_Provided information_.
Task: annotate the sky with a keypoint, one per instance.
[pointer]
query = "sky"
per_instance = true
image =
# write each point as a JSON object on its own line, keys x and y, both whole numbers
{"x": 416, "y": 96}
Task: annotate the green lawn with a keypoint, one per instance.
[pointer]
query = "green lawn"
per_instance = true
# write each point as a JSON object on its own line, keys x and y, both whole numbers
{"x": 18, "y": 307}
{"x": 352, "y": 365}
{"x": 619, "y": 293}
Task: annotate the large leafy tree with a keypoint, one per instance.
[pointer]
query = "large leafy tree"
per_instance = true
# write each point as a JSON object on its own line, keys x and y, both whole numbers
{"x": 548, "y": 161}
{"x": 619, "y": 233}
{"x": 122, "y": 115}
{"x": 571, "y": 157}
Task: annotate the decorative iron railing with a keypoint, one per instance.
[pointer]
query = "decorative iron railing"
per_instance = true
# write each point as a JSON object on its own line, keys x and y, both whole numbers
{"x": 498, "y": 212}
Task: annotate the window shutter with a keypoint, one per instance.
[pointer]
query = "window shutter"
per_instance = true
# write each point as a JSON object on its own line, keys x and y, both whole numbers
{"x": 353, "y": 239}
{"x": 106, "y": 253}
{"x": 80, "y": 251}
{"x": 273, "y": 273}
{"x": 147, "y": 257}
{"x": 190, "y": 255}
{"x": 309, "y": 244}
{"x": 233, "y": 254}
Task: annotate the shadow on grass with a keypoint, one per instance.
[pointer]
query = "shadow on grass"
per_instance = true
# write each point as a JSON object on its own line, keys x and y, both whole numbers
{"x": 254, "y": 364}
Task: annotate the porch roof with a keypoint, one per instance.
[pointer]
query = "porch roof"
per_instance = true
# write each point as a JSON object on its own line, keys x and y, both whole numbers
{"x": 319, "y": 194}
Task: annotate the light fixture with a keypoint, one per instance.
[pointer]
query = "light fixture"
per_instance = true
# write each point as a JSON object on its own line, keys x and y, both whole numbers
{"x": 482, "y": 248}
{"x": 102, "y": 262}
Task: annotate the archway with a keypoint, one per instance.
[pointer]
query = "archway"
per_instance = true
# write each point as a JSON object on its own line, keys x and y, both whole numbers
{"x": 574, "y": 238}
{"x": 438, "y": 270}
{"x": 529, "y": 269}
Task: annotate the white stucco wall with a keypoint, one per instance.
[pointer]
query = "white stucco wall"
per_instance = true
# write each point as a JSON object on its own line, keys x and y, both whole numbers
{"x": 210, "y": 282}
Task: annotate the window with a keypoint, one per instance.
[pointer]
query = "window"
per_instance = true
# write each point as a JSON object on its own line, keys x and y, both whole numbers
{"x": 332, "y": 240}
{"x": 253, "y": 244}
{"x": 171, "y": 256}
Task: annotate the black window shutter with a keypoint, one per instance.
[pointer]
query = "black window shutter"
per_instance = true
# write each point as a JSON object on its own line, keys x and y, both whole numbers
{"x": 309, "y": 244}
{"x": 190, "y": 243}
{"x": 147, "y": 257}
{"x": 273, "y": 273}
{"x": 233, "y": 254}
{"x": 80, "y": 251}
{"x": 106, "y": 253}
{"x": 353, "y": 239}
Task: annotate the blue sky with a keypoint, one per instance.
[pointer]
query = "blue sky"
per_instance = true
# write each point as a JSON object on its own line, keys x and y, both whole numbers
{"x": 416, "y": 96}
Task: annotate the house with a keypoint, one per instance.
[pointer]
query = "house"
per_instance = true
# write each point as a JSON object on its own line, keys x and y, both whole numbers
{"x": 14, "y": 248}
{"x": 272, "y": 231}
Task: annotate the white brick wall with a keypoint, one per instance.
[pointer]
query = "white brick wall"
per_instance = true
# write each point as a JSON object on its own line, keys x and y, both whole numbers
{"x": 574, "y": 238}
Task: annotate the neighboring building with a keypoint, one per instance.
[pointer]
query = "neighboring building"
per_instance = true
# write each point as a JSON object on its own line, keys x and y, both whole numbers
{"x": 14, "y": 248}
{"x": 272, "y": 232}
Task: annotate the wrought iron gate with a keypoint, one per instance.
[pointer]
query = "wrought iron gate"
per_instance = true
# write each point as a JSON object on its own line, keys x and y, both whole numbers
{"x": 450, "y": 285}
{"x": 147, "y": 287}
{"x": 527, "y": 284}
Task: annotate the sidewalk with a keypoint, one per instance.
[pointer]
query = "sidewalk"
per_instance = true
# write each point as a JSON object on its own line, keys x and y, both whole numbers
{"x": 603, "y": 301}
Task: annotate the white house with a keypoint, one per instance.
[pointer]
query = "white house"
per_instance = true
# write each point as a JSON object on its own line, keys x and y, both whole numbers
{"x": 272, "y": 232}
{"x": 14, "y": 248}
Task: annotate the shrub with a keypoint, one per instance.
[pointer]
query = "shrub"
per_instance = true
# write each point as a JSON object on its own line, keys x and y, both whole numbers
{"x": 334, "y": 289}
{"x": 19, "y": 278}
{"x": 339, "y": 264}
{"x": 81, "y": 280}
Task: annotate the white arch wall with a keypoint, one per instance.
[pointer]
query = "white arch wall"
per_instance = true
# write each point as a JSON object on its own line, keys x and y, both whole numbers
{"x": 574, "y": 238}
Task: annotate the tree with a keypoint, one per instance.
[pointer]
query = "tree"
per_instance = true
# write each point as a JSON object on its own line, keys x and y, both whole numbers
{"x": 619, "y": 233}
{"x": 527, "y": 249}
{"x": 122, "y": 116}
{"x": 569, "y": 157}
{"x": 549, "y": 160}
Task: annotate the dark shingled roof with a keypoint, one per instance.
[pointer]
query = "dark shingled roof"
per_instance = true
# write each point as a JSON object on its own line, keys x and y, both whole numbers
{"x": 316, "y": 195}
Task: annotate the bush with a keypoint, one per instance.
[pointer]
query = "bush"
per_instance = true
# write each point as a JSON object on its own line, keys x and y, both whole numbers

_To do_. Return exactly the lines from the line bearing "Task: annotate the wrought" to the end of the records, inclusive of both; include no other lines.

_Exercise response_.
Task: annotate the wrought iron gate with a keypoint, one per instance.
[pointer]
query = "wrought iron gate"
per_instance = true
# write each point as a JSON object on its own line, keys x and y, both whole numbers
{"x": 450, "y": 285}
{"x": 147, "y": 287}
{"x": 527, "y": 284}
Task: annotate the sidewalk with a keypoint, one per instance.
[pointer]
query = "sidewalk"
per_instance = true
# write each point as a JSON object on its own line, keys x and y, both whole numbers
{"x": 603, "y": 301}
Task: annotate the white house with a keypoint, one per instance.
[pointer]
query = "white house"
per_instance = true
# write each point as a JSON object on its own line, keys x and y, both whole numbers
{"x": 272, "y": 232}
{"x": 14, "y": 248}
Task: annotate the shrub with a keypoint, one per instance.
[pointer]
query = "shrub"
per_instance = true
# write each point as a JSON object on its own line, keys x and y, both whole numbers
{"x": 334, "y": 289}
{"x": 19, "y": 278}
{"x": 339, "y": 264}
{"x": 81, "y": 280}
Task: annotate the white arch wall with a keypoint, one per instance.
[pointer]
query = "white arch wall"
per_instance = true
# write each point as a JSON object on its own line, keys x and y, both whole numbers
{"x": 574, "y": 238}
Task: annotate the tree with a keypoint, one per instance.
[pointer]
query = "tree"
per_instance = true
# write each point as a JSON object on its own line, keys x and y, both whole numbers
{"x": 619, "y": 233}
{"x": 527, "y": 249}
{"x": 122, "y": 116}
{"x": 569, "y": 157}
{"x": 549, "y": 160}
Task: annotate the dark shingled roof with a keypoint, one per instance.
[pointer]
query = "dark shingled roof"
per_instance = true
# write each point as a JSON object on its own line, keys x and y, both whole numbers
{"x": 316, "y": 195}
Task: annotate the bush with a keypoint, one per instance.
[pointer]
query = "bush"
per_instance = true
# write each point as a JSON object on its own line, keys x and y, both whole numbers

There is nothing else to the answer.